A three-cornered conflict in which the player-characters can choose sides, including ghoul-women who could be negotiated with
A golden statue-man
Minotaurs in the vortex, but as corpses not encounters
Two icky "burning away" or "corroding reality" effects in the vortex (as indicated by the map's core)
Some kind of "outer" dynamic between the vortex's content and the conditions of the valley

So I opened the DM Guide to find very structured rules for encounters by level. Following these rules, I listed a bunch of first-level, five-player-characters encounters by category, which later, I revised to three-player-characters. The list comes almost right out of the DM Guide and looked something like this:

6th level Soldier (Leader) with five 1st level Skirmisher Minions
2nd level Controller + two 1st level Skirmishers
Two 1st level Soldiers + level 1 trap
3rd level Solo Brute
... and a bunch more

I upgraded or downgraded a couple of the creatures according to the rules for doing so when I liked a particular build that wasn't quite on-level.

As this list shaped up, I pulled out the Monster Manuals, which have very useful lists by level and type in the back pages. I made this list of my own so I could print it and take notes on it.

I started placing the encounters across my valley and the vortex, and deciding which creatures composed each one based on internal-fictional logic. This began a three-cornered creative process, among (i) my own aesthetic and logistic ideas about the fiction, (ii) the strategic challenge-oriented options and standards in the rules, and (iii) the aesthetic power of the book material.

[Objective A]
Count the lines in the entries below that contain the word "walkway", with case counting, and give only the number.

[Task material]
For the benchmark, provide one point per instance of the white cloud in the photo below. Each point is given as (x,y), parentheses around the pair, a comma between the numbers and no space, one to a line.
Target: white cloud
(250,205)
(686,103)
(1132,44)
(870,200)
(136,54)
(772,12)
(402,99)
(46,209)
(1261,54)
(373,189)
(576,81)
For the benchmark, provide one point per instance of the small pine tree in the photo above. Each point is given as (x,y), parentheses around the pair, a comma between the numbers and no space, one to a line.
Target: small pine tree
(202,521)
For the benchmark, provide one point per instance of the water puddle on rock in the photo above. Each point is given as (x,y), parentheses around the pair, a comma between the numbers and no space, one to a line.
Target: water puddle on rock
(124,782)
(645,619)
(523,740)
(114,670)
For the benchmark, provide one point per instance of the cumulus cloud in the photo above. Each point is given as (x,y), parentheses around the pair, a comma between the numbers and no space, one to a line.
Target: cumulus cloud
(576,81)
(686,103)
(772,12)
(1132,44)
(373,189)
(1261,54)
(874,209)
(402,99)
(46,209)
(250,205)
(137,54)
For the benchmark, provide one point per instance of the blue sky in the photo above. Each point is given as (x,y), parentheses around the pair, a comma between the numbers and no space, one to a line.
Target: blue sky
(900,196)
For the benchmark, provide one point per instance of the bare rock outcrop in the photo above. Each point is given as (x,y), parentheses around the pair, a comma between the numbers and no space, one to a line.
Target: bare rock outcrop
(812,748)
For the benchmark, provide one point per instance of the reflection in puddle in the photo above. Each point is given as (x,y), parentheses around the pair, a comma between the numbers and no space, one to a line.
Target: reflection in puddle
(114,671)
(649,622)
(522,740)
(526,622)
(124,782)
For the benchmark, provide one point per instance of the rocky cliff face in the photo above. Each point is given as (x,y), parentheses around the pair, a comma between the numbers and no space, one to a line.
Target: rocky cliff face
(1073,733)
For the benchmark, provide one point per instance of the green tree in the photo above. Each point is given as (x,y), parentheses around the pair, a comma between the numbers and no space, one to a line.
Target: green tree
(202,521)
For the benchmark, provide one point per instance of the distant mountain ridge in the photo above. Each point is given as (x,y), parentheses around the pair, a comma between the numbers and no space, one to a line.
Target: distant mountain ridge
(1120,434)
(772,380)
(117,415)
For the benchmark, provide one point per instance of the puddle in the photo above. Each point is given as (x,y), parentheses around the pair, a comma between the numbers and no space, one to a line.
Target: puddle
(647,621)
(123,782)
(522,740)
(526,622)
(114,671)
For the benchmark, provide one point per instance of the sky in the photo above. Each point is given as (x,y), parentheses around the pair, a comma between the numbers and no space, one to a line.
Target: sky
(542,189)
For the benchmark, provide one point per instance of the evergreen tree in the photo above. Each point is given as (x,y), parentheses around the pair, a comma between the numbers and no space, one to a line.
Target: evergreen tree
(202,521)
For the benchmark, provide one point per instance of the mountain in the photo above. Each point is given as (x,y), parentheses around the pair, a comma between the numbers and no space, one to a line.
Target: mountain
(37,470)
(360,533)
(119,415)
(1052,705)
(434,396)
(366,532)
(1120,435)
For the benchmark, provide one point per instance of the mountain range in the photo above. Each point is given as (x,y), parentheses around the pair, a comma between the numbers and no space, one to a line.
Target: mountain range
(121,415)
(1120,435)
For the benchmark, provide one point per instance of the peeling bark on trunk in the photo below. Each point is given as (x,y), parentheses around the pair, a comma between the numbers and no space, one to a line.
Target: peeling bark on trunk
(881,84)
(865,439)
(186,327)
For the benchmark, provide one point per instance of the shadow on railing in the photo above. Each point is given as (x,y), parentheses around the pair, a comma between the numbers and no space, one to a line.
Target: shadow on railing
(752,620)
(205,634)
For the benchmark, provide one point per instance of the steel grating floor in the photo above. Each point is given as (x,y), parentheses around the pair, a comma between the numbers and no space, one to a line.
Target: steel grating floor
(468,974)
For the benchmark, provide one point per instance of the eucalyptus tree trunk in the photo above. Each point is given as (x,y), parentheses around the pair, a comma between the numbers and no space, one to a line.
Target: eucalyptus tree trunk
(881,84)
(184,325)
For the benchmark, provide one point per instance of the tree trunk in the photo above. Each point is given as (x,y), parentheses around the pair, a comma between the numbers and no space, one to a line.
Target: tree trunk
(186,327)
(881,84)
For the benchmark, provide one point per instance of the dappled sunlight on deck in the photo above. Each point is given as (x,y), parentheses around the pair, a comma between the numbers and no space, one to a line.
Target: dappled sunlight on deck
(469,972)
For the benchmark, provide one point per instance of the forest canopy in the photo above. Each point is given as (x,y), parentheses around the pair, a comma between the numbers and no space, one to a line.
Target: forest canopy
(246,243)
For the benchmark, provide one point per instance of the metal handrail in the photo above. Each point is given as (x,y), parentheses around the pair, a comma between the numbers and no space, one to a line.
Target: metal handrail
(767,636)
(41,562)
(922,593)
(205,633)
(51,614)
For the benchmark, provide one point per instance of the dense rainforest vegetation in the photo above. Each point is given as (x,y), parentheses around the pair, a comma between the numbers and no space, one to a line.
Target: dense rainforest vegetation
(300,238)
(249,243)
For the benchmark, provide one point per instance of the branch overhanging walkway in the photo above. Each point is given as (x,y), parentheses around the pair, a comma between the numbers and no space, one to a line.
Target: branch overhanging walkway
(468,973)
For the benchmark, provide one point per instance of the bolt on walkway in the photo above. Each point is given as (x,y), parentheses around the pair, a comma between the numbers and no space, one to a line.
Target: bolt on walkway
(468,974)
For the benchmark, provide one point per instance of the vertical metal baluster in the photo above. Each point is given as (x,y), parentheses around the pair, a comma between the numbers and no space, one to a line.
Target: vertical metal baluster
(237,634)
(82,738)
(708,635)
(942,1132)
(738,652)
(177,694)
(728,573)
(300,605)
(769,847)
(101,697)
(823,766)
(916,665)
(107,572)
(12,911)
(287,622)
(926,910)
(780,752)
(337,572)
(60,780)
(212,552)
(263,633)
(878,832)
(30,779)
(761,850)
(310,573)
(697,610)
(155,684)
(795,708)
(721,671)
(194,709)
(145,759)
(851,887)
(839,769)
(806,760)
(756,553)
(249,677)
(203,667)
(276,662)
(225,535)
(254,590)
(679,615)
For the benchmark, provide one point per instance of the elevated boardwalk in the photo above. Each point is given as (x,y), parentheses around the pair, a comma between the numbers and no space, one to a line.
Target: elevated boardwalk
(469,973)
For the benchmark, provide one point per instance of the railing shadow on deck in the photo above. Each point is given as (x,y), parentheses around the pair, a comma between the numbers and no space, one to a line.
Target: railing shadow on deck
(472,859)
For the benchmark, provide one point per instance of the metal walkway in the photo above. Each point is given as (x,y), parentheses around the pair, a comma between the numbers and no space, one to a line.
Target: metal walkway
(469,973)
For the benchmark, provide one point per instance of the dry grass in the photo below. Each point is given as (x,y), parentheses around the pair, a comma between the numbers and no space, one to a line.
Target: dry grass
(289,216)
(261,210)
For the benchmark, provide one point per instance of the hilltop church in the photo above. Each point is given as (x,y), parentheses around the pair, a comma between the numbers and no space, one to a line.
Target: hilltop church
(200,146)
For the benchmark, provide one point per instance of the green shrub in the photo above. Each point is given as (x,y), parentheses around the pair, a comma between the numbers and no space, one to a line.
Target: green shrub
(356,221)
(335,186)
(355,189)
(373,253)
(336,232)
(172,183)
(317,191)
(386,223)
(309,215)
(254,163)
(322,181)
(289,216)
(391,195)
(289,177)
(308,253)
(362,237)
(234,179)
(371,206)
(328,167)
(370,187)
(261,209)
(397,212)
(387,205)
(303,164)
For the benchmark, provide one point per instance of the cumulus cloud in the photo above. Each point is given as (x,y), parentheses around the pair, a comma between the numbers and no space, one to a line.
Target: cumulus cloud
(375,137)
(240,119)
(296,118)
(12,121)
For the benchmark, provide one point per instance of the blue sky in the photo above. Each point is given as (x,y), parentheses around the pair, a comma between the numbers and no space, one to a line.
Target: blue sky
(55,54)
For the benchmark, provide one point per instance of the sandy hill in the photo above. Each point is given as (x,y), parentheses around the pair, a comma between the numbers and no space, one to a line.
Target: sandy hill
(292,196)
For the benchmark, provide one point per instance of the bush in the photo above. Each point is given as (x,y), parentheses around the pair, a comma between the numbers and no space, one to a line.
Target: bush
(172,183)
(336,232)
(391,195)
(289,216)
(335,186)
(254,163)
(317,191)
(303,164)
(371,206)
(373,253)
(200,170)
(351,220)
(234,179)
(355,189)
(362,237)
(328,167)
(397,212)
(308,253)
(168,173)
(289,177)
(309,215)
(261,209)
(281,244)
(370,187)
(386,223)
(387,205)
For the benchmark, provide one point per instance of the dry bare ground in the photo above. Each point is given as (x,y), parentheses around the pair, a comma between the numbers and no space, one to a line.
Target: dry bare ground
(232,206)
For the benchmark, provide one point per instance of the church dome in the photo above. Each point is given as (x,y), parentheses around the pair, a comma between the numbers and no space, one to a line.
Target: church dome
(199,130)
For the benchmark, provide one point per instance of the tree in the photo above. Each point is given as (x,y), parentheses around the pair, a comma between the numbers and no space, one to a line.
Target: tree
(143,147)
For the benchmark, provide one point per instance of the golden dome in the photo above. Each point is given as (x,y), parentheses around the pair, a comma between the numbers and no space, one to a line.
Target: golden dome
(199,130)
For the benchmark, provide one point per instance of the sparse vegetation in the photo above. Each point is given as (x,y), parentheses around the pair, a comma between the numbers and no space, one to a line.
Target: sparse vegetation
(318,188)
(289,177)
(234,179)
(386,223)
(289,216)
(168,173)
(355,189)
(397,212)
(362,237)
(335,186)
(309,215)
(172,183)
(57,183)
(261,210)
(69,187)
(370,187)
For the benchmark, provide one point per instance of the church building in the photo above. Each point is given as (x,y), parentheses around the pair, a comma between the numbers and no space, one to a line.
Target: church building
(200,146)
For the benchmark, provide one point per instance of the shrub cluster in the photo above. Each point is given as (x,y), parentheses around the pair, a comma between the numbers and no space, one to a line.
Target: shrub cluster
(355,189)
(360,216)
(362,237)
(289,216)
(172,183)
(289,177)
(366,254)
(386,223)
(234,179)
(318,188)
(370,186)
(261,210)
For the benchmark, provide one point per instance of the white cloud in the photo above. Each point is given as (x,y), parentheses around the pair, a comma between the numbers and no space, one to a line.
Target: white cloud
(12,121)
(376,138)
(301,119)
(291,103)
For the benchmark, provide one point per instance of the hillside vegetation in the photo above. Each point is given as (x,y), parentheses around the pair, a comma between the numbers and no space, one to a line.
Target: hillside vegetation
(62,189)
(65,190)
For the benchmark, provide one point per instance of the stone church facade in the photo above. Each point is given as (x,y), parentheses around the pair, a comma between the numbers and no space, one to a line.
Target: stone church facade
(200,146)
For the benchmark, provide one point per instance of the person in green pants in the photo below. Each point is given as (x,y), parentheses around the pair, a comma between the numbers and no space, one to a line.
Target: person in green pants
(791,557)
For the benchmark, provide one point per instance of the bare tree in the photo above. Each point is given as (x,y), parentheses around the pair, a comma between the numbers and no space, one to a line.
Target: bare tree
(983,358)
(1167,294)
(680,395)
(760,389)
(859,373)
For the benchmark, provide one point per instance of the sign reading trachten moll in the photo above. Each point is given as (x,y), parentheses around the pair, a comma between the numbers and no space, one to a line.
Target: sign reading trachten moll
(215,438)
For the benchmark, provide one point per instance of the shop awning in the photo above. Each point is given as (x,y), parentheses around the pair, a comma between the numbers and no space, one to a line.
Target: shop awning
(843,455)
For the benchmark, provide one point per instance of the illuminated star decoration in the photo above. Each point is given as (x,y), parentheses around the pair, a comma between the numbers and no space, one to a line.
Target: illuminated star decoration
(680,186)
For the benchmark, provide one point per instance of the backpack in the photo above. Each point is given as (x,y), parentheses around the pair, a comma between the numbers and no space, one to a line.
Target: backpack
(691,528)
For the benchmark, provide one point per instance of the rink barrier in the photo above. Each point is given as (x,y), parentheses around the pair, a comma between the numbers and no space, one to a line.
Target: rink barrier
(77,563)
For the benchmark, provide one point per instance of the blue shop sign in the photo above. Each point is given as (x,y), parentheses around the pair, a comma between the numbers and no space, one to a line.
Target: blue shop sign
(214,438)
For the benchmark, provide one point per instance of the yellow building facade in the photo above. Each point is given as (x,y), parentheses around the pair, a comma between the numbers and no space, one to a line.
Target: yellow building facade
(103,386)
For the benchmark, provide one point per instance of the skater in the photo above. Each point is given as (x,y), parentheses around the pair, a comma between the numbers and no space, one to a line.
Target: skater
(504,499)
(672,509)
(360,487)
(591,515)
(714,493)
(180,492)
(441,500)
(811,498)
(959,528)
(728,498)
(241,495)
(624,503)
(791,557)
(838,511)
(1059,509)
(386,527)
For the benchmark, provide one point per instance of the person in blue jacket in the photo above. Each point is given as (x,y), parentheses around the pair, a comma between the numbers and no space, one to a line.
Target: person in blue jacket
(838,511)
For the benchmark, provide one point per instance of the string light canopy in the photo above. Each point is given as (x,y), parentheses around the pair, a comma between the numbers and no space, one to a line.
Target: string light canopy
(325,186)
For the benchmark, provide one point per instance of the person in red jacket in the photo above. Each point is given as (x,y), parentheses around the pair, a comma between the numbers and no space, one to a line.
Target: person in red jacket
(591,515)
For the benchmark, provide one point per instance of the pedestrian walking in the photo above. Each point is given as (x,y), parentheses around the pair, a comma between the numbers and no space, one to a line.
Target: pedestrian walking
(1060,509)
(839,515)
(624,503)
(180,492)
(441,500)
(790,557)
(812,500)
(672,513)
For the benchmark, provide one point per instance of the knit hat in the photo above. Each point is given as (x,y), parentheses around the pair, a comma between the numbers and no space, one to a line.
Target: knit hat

[Objective B]
List every sample encounter spelled out in the passage on planning game encounters above, one per line.

[Final result A]
6

[Final result B]
6th level Soldier (Leader) with five 1st level Skirmisher Minions
2nd level Controller + two 1st level Skirmishers
Two 1st level Soldiers + level 1 trap
3rd level Solo Brute